Extracted entries:
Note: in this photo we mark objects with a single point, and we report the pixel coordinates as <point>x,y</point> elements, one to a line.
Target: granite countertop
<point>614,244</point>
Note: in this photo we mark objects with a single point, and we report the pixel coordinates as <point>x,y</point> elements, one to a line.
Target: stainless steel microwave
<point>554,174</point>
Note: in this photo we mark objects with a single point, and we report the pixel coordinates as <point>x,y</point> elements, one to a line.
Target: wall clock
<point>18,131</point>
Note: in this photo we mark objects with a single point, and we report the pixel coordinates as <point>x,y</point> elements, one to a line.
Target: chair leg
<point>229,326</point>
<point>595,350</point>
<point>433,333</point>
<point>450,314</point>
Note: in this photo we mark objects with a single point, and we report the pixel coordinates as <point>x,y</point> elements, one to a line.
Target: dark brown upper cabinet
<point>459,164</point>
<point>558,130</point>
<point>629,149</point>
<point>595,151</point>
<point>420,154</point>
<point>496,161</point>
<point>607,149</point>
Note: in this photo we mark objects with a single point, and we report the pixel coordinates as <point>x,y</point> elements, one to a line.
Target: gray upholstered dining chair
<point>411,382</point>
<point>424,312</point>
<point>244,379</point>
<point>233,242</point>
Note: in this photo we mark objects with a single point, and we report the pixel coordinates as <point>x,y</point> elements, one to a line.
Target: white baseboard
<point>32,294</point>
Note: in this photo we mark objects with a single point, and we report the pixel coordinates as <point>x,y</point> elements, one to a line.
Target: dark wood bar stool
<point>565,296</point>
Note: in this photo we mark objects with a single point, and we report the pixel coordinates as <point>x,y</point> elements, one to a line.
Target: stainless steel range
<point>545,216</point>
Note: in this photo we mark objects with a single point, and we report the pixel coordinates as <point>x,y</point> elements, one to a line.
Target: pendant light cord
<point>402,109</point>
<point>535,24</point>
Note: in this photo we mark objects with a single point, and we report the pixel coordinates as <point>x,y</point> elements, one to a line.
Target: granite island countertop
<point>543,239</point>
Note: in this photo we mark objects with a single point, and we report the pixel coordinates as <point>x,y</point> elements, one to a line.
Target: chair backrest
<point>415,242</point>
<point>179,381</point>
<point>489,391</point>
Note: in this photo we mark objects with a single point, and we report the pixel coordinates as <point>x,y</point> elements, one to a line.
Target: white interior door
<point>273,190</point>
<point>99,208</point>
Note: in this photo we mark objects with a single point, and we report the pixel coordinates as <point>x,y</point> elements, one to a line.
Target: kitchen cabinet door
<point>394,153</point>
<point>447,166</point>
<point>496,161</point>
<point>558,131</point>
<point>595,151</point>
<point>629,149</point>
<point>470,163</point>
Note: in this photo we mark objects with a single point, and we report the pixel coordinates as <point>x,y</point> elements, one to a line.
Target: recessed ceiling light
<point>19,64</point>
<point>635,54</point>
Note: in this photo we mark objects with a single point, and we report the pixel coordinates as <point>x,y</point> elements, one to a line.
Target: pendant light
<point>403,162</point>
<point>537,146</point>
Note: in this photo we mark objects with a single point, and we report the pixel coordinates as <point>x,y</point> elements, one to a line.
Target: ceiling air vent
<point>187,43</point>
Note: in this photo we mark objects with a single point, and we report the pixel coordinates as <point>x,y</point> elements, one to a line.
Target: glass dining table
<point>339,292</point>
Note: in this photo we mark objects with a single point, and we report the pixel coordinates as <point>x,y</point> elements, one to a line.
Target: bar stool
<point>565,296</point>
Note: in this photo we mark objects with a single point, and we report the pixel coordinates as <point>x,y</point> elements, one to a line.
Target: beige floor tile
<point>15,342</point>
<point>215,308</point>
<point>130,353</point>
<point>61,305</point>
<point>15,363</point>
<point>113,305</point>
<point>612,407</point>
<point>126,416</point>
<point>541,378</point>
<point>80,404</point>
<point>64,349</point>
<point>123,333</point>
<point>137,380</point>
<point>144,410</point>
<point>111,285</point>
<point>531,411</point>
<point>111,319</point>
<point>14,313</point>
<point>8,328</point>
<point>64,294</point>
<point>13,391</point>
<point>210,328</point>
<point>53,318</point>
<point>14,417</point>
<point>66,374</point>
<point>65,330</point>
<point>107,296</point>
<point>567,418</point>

Exercise task:
Change every occurrence of "pixel coordinates" in the data above to "image coordinates", then reproduce the full data with nothing else altered.

Task output:
Note: in this photo we mark objects with a single point, and we report the image coordinates as <point>x,y</point> elements, one to a line.
Target: granite countertop
<point>614,244</point>
Note: in this photo we mark objects with a single point, and we report the image coordinates as <point>x,y</point> elements, one to a line.
Target: stainless steel microwave
<point>554,174</point>
Note: in this photo we mark objects with a single point, and we report the image coordinates as <point>x,y</point> elements, one to a line.
Target: wall clock
<point>18,131</point>
Note: in this photo we mark objects with a single point, and we report the image coordinates as <point>x,y</point> elements, one to a line.
Target: chair leg
<point>229,326</point>
<point>595,350</point>
<point>433,333</point>
<point>450,314</point>
Note: in this photo we mark objects with a single point, and we report the image coordinates as <point>x,y</point> elements, one to a line.
Target: dark brown upper cabinet
<point>459,164</point>
<point>558,130</point>
<point>629,149</point>
<point>595,151</point>
<point>420,154</point>
<point>496,161</point>
<point>607,149</point>
Note: in this photo we mark objects with a single point, and we report the image coordinates as <point>x,y</point> elements, one to a line.
Target: gray upholstered dining chair
<point>411,382</point>
<point>424,312</point>
<point>244,379</point>
<point>233,242</point>
Note: in this photo we mark objects with a single point, and we report the image coordinates as <point>x,y</point> elements, one to a line.
Target: white baseboard
<point>32,294</point>
Note: in this photo we mark objects with a single point, and we report the image coordinates as <point>x,y</point> elements, one to a line.
Target: dark wood bar stool
<point>565,296</point>
Note: in this photo we mark objects with a single point, and we report the image coordinates as <point>x,y</point> elements, one to a line.
Target: stainless steel range
<point>545,216</point>
Note: in this photo we mark objects with a single point, and we report the image coordinates as <point>x,y</point> elements, one to a line.
Target: pendant light cord
<point>402,109</point>
<point>535,24</point>
Note: in this photo we mark objects with a single point, and we report the image coordinates as <point>x,y</point> elements, one to a line.
Target: granite island countertop
<point>543,239</point>
Note: in this photo we mark objects with a single point, and we report the image coordinates as <point>x,y</point> elements, one to a line.
Target: chair backrest
<point>415,242</point>
<point>179,381</point>
<point>489,391</point>
Note: in this photo we mark objects with a single point, and we report the image coordinates as <point>x,y</point> elements, one to a line.
Target: white interior door
<point>273,190</point>
<point>99,208</point>
Note: in this photo we mark objects with a single point, and we report the image coordinates as <point>x,y</point> elements, one to a line.
Target: kitchen cabinet door
<point>394,153</point>
<point>447,166</point>
<point>496,161</point>
<point>558,131</point>
<point>595,151</point>
<point>629,149</point>
<point>470,163</point>
Note: in this photo we mark objects with a single point, and we report the image coordinates as <point>x,y</point> elements, one to a line.
Target: recessed ceiling light
<point>19,64</point>
<point>635,54</point>
Note: in this photo we mark objects with a single point, and we report the image coordinates as <point>x,y</point> elements, one to a line.
Target: pendant light
<point>403,162</point>
<point>537,146</point>
Note: in this photo we mark objects with a single point, and we report the image coordinates as <point>x,y</point> elements, one to a line.
Target: ceiling air vent
<point>187,43</point>
Note: in this photo we mark objects with a single point, and we report the image coordinates as <point>x,y</point> elements, one to a line.
Target: glass dining table
<point>339,292</point>
Note: in this photo we mark objects with a single point, and we report the image coordinates as <point>x,y</point> elements, one to a line.
Target: bar stool
<point>565,296</point>
Note: in this photo we mark objects with a single point, and we report the image coordinates as <point>x,y</point> elements, one to a line.
Target: beige floor tile
<point>15,342</point>
<point>215,308</point>
<point>130,353</point>
<point>61,305</point>
<point>15,363</point>
<point>113,305</point>
<point>612,407</point>
<point>126,416</point>
<point>541,378</point>
<point>80,404</point>
<point>64,349</point>
<point>123,333</point>
<point>137,380</point>
<point>144,410</point>
<point>111,285</point>
<point>531,411</point>
<point>111,319</point>
<point>14,313</point>
<point>8,328</point>
<point>64,294</point>
<point>13,391</point>
<point>210,328</point>
<point>53,318</point>
<point>14,417</point>
<point>66,374</point>
<point>65,330</point>
<point>107,296</point>
<point>567,418</point>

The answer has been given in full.